**Your goal:** Nothing but the records, transcribed exactly, should appear in the answer; leave the pictures out.

(Saved data entries)
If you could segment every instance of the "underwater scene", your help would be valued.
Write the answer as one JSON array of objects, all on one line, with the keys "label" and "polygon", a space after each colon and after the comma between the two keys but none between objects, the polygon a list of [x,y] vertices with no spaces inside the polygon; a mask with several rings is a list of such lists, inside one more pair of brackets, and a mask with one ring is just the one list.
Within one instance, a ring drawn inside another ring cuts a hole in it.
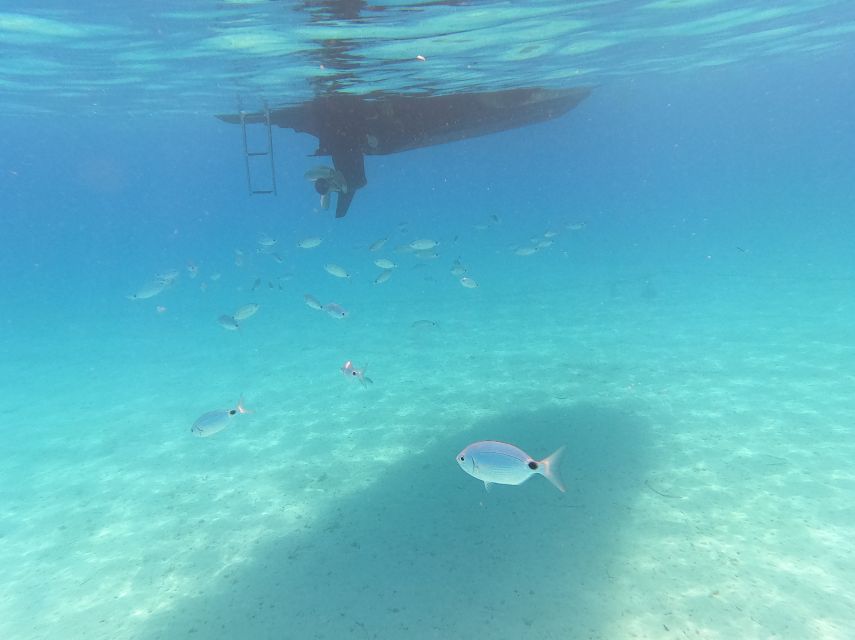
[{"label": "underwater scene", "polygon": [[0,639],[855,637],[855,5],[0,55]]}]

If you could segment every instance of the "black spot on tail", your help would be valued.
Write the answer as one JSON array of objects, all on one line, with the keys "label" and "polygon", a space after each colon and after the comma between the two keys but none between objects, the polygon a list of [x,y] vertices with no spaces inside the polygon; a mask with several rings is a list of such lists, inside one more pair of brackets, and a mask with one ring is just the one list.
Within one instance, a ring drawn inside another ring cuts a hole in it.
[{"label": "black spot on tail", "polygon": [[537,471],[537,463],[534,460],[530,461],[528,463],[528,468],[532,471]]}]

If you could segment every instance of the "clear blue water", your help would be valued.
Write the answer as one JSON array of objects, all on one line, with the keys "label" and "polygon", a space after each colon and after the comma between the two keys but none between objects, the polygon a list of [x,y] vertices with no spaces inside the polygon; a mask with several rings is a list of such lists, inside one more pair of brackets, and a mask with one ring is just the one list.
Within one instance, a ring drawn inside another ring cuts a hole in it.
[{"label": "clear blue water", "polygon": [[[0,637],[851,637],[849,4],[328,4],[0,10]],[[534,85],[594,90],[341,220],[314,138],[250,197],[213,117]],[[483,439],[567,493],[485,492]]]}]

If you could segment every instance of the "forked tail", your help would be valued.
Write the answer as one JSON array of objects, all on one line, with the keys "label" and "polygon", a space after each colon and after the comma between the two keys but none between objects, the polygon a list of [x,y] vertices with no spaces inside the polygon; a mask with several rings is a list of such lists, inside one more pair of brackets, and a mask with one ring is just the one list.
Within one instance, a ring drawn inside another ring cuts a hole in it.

**Written answer:**
If you could segment every instance of the "underwater scene", your help would be valued.
Write the answer as one JSON array of objects, all on one line, with the keys "label" and "polygon", a space after each colon and after the comma between the two keys but none between objects, the polygon a list of [x,y] vertices with no spaces inside the polygon; a mask with several rings is a list of such lists, inside one more pair of brackets, and a mask with one ring is just the one list.
Within one instance, a ring drawn inside another ring cuts a hole in it.
[{"label": "underwater scene", "polygon": [[0,639],[855,637],[855,5],[0,55]]}]

If you could segment every instance of the "black spot on tail", your help would be valued.
Write the answer as one JSON array of objects, all on one line, with the keys "label" and "polygon", a space after each colon and after the comma between the two keys but none between objects, the polygon a list of [x,y] vertices with no spaces inside the polygon; a mask with several rings is a list of such lists, inside one more pair of brackets, and a mask with one ring is just the one list.
Within one instance, a ring drawn inside another ring cuts a hole in it.
[{"label": "black spot on tail", "polygon": [[537,471],[537,463],[534,460],[530,461],[528,463],[528,468],[532,471]]}]

If you could segment every instance of the "clear blue water", your help would be valued.
Write the answer as one JSON array of objects, all on one line, with the keys "label" and "polygon", a space after each colon and after the comma between the two keys but none between objects, the polygon a list of [x,y] vertices with no spaces inside the polygon; a mask with several rings is a list of such lists, inside one more pair of brackets, and a mask with one ring is just the one list.
Within one instance, a ring drawn inside another ring cuts a hole in it.
[{"label": "clear blue water", "polygon": [[[0,637],[851,637],[849,4],[328,4],[0,10]],[[534,85],[594,90],[341,220],[314,138],[250,197],[213,117]],[[483,439],[567,493],[485,492]]]}]

If you could segment every instance of the "forked tail", your help would be valued.
Write the answer as one JSON array of objects, all on one line, with the keys "label" and "polygon", a space after each colon and after the comma between the two keys but none between objects, the polygon a list of [x,y] vertices with no spaces inside the polygon; a mask with several rings is a list of such lists, inside one more pair of brackets, and a mask with one ring is just the one list.
Within one instance, a ring drawn inside another ring cuts a hole in it.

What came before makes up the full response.